> _Given request_: Copy the entries below exactly. Images do not belong in the copy.

● ● ● ● ●

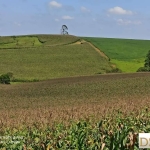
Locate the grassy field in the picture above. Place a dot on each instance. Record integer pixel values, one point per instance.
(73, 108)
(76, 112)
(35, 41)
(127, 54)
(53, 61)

● ● ● ● ●

> _Correct result_:
Locate the grassy field in the picture above. Place a dot on each instance. Record integer pixel values, one point per instance.
(73, 108)
(76, 112)
(35, 41)
(127, 54)
(53, 61)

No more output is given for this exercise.